== Task details ==
Copy out, word for word, the lines of the entries from the one containing "Task: confirm every instance of the curved" through the one containing "[[145, 147]]", both included, and nothing else.

== Exercise data ==
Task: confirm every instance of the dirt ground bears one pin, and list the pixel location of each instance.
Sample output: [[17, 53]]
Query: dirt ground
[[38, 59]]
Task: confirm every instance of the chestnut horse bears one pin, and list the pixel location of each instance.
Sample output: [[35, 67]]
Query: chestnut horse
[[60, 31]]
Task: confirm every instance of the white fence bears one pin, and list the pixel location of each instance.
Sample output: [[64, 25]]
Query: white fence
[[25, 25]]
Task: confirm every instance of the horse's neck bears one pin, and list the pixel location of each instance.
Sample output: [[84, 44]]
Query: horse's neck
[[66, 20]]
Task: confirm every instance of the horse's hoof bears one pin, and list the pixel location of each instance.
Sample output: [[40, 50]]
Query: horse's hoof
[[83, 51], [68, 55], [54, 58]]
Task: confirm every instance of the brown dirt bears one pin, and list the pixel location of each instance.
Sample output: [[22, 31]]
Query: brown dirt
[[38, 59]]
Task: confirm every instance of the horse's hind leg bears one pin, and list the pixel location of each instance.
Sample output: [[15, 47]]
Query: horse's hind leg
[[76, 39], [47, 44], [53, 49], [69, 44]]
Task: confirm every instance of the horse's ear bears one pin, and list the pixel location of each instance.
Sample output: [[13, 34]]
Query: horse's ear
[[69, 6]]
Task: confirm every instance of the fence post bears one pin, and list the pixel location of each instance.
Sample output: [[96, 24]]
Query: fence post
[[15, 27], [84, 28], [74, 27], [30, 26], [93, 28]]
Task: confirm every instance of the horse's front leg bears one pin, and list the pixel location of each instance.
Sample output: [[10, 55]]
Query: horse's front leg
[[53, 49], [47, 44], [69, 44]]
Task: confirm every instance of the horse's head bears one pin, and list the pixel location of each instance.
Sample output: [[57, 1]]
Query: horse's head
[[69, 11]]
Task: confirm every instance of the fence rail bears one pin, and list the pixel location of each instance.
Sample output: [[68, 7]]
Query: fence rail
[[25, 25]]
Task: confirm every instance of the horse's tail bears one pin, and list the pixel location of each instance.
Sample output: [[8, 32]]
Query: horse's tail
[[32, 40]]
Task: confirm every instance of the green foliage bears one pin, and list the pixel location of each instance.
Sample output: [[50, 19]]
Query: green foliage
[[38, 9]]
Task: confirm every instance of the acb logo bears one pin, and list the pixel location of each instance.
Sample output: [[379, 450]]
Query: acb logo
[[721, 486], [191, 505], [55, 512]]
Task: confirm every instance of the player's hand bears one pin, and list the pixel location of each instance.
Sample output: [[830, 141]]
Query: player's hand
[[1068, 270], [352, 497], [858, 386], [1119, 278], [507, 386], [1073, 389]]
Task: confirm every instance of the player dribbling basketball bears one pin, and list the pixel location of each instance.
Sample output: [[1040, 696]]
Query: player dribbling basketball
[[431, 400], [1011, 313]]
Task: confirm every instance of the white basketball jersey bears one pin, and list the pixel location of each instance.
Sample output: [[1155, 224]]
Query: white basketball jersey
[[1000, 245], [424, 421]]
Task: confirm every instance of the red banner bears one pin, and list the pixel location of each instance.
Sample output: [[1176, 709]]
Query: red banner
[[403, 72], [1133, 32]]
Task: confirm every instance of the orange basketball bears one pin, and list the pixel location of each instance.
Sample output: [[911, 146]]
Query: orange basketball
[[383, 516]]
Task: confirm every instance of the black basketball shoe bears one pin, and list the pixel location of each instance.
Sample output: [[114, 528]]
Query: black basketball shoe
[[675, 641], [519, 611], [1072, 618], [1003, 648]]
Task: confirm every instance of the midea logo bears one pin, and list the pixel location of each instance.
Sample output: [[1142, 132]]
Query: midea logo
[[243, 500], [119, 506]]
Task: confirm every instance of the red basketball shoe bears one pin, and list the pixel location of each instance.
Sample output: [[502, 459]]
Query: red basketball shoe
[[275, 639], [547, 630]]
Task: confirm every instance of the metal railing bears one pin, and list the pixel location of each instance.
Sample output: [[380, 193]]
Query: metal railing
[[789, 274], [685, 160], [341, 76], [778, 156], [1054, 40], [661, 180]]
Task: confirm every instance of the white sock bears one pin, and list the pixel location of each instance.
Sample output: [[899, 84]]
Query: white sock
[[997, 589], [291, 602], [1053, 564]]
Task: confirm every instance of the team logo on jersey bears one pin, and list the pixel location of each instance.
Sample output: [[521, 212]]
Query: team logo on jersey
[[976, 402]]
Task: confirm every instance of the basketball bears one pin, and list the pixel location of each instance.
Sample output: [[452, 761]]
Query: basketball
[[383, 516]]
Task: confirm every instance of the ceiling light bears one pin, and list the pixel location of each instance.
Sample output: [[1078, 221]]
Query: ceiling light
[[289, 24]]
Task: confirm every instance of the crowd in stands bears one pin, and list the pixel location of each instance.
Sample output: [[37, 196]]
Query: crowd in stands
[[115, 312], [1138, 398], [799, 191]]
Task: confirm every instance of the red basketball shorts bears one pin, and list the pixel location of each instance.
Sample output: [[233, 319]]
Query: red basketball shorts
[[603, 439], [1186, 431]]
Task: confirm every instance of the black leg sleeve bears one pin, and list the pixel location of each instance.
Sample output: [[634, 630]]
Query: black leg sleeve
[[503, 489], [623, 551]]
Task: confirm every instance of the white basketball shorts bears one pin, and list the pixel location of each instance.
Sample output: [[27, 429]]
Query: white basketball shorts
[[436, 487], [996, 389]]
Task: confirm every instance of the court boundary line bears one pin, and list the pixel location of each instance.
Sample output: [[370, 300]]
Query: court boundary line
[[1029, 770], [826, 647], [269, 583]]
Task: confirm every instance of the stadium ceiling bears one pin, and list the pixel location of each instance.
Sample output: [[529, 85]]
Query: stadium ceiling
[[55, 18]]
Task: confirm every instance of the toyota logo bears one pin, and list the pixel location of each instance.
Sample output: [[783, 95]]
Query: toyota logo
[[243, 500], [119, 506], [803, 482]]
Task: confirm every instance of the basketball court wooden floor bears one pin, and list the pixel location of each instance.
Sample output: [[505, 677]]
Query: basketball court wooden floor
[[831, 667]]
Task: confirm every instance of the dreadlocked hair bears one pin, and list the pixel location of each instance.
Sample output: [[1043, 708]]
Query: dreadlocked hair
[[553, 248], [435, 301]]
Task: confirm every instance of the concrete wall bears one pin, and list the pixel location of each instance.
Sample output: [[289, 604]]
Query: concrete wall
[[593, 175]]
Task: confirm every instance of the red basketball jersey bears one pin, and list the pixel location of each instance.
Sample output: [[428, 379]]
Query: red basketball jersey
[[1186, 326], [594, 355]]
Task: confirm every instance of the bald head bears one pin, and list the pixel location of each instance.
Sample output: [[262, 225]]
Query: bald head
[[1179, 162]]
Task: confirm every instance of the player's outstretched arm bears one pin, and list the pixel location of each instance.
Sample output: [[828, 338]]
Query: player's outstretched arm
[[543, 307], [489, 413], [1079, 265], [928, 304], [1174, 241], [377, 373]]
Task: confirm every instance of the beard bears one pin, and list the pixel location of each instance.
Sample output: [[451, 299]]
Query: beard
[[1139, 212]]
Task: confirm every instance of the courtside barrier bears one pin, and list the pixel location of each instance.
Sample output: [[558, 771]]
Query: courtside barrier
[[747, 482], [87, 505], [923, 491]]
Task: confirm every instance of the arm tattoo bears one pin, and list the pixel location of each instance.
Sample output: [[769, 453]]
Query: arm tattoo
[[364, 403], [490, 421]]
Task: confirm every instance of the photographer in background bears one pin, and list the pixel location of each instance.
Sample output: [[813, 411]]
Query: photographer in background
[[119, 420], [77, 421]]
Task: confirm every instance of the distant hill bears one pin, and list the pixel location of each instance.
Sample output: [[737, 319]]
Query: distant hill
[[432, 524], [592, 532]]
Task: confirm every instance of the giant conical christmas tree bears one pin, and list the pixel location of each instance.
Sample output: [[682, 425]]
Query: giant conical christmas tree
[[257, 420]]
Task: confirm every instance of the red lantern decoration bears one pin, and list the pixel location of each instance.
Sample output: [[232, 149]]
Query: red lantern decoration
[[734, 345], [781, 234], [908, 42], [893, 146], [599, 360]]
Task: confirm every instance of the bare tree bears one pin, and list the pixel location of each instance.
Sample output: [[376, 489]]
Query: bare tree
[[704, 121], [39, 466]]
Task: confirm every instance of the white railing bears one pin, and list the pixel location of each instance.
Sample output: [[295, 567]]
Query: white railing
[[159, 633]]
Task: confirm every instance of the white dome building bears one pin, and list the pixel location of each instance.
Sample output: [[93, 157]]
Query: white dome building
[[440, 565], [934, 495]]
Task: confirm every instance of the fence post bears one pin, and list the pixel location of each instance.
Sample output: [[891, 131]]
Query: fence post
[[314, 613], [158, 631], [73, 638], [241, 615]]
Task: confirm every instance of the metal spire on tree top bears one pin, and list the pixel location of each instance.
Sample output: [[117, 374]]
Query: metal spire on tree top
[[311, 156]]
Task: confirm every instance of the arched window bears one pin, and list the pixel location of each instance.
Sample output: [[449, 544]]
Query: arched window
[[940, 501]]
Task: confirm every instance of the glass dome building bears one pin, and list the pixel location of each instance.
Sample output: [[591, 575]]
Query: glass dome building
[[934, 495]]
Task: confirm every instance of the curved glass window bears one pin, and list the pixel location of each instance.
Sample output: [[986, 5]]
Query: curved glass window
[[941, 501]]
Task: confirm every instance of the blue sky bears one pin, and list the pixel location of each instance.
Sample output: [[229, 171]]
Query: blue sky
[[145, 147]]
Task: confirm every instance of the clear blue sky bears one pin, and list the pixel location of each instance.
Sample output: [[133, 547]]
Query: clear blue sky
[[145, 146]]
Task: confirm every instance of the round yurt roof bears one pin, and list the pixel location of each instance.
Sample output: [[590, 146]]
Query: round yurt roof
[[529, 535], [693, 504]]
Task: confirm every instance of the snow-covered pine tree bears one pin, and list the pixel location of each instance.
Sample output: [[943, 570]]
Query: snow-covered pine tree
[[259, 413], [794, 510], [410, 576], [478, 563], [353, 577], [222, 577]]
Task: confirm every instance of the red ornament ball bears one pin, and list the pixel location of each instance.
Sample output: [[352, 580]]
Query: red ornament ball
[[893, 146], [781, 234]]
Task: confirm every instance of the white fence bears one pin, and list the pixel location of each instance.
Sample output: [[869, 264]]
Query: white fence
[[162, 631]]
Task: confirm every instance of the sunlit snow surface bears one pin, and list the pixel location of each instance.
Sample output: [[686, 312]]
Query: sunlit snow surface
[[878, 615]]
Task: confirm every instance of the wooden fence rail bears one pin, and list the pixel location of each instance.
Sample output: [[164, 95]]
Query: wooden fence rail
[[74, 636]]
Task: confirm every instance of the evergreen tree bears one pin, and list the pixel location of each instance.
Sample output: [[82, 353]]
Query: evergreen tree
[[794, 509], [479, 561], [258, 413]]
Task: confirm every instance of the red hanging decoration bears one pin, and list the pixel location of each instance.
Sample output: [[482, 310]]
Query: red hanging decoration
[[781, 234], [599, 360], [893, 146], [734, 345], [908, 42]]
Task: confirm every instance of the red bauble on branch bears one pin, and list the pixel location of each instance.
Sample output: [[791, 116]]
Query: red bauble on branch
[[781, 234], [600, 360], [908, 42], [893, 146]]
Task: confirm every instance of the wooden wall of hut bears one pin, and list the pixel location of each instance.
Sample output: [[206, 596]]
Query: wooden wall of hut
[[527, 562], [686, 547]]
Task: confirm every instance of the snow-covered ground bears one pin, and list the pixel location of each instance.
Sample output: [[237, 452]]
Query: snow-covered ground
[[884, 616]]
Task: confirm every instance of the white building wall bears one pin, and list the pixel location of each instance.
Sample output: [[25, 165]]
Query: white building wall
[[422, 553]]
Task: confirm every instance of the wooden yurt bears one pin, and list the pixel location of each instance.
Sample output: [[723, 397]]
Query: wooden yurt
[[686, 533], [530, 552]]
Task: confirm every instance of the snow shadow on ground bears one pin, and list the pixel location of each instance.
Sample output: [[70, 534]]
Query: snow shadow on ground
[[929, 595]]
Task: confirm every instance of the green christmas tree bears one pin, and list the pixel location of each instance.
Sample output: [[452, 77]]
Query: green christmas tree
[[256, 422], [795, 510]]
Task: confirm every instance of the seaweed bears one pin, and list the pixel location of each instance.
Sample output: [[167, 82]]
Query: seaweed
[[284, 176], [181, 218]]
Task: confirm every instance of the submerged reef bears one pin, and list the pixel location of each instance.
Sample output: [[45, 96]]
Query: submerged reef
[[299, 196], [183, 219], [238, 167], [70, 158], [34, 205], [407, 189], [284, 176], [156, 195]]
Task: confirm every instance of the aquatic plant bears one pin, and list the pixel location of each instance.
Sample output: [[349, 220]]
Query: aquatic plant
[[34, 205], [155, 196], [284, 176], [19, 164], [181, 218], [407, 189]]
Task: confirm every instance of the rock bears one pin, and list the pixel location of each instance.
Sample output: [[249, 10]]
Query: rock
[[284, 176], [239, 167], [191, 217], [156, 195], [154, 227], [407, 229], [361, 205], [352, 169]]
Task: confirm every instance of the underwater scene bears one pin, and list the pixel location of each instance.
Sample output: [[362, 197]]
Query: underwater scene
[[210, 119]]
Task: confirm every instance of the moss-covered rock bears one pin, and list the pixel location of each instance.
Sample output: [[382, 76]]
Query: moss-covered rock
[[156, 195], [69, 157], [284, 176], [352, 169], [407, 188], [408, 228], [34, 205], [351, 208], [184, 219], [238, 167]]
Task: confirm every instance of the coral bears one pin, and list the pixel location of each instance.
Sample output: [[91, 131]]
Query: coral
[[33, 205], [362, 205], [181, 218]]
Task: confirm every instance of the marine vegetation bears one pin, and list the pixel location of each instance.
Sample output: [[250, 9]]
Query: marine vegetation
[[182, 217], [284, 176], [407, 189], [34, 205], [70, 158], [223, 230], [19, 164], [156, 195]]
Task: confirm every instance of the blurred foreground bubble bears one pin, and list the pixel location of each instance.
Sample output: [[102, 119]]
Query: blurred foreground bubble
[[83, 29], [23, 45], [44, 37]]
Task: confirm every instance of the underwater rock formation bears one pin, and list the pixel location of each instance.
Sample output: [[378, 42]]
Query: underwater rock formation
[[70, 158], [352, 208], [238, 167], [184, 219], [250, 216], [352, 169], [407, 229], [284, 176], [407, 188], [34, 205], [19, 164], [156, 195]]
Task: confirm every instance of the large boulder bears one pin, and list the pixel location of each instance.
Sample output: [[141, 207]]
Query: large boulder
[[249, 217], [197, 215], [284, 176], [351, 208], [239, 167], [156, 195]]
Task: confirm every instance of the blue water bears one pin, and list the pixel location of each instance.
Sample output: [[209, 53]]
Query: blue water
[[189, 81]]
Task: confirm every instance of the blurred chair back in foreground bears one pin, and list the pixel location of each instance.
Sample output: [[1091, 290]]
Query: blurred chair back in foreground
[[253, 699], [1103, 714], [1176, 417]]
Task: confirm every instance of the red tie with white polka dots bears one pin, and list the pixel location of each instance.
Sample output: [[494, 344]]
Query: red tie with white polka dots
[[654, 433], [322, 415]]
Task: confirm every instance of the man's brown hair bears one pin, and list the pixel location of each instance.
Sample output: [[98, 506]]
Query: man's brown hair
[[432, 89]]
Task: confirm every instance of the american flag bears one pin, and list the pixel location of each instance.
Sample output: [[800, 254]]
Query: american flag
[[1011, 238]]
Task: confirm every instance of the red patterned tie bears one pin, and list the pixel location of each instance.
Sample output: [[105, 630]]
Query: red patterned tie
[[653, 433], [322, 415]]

== Output below ==
Task: confirm every instance of the curved glass window bears one pin, and list the pixel location of each instance.
Sample output: [[986, 5]]
Query: curved glass window
[[941, 501]]
Task: confirm every instance of the blue sky bears one pin, and list the pixel location of each instance.
Sample output: [[229, 171]]
Query: blue sky
[[145, 147]]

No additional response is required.